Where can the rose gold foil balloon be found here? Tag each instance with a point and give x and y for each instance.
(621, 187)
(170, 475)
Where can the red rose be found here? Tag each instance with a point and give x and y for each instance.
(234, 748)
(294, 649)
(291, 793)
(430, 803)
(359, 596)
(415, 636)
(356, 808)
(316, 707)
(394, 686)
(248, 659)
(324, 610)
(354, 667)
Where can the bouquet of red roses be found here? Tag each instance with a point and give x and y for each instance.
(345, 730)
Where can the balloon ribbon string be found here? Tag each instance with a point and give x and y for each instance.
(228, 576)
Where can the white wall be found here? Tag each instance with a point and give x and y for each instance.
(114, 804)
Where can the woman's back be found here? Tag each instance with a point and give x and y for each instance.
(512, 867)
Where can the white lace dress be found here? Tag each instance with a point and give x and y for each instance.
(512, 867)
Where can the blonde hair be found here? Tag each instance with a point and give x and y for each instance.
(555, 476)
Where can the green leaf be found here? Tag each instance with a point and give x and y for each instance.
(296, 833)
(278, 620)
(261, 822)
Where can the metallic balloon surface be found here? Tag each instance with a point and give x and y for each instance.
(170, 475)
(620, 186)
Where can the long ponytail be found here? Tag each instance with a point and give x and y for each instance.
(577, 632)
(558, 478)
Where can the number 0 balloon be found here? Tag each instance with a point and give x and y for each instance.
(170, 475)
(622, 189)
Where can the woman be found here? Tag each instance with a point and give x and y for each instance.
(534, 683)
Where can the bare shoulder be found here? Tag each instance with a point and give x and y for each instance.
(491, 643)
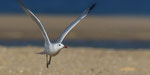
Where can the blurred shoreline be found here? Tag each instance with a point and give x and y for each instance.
(21, 27)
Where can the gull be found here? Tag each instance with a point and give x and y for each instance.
(52, 49)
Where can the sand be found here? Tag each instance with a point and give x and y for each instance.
(75, 61)
(21, 27)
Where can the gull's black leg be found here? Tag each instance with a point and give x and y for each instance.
(47, 61)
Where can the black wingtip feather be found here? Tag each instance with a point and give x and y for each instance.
(92, 6)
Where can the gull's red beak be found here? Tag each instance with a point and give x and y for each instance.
(65, 46)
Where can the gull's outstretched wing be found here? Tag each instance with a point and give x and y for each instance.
(71, 26)
(34, 18)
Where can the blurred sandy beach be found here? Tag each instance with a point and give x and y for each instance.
(92, 27)
(75, 61)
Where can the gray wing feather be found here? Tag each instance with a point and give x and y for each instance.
(34, 18)
(71, 26)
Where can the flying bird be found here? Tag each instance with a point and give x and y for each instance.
(52, 49)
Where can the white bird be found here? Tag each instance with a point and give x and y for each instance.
(52, 49)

────────────────────────────────────────

REQUEST - Using the material above, retype each entry exactly and omit the pictures.

RESPONSE BELOW -
Where can the rose gold foil balloon be found here? Tag each instance with a point and give x and y for each instance.
(621, 187)
(170, 475)
Where can the red rose be found here? Tag each instance with a point and give x and y for each instance.
(234, 748)
(294, 649)
(291, 793)
(430, 803)
(359, 596)
(415, 636)
(356, 808)
(316, 707)
(394, 686)
(248, 659)
(324, 610)
(354, 667)
Where can the bouquet of red roses be found here? Tag each instance with a point and give x and y for each instance.
(345, 730)
Where can the balloon ribbon string be found here? Tag each instance with a point and give x and y for each instance.
(228, 576)
Where can the white wall be found here? Tag each instance with a point and give x and y for each instance.
(114, 804)
Where can the woman's back be found here? Tag each instance with a point and give x and y for each instance.
(512, 867)
Where can the white lace dress be found here? Tag each instance with a point and give x and y for each instance.
(512, 867)
Where can the blonde hair be found here? Tag each instance with a point and give x and y for each instance.
(555, 476)
Where can the green leaf be found here? Tag each instance with a point and give x and y for each instance.
(296, 833)
(278, 620)
(261, 822)
Where can the metallic balloon surface be found here? Tag each instance with a point and give x and y for each instance.
(170, 475)
(620, 186)
Where can the long ponytail be found here? Tag each instance with a point and give x and y for each instance.
(577, 632)
(558, 478)
Where can the number 0 balloon be found here? Tag each instance with a point and give x and y for each instance.
(170, 475)
(622, 189)
Where can the woman be found here? Tag each instance with a point and give x and y for each instance.
(534, 683)
Where can the bare shoulder be found here? Tag each instance with a point and give x and y for each instance.
(491, 643)
Where can the blurred shoreline be found here? Tag each instance with a point and give x and y for each instance.
(21, 27)
Where can the gull be found here? Tag each instance with a point and give x and y for each instance.
(52, 49)
Where can the sand be found here? Tag each instance with a point and give x and y for each instance.
(75, 61)
(21, 27)
Where can the gull's black leg be found here? Tag each instance with a point and give x and y for each instance.
(47, 61)
Where can the black wingtip feather be found here? Tag each instance with a point and give x and y for each instance.
(92, 6)
Where can the gull's red beak be found here? Tag each instance with a point and give x and y for each instance.
(65, 46)
Where can the gull's outstretched wing be found here? Tag each instance with a point and give x and y for each instance.
(71, 26)
(34, 18)
Where can the blurred sandy beach be found here? Tag each instance with a point and give x and y for each instance.
(92, 27)
(75, 61)
Where can the gray wing feather be found here? Tag each instance with a point and give x and y for each instance.
(34, 18)
(71, 26)
Where can the flying bird be found here? Tag each instance with a point and give x and y for each instance.
(52, 49)
Where can the white bird be found here? Tag each instance with a point and give x and y for each instance.
(52, 49)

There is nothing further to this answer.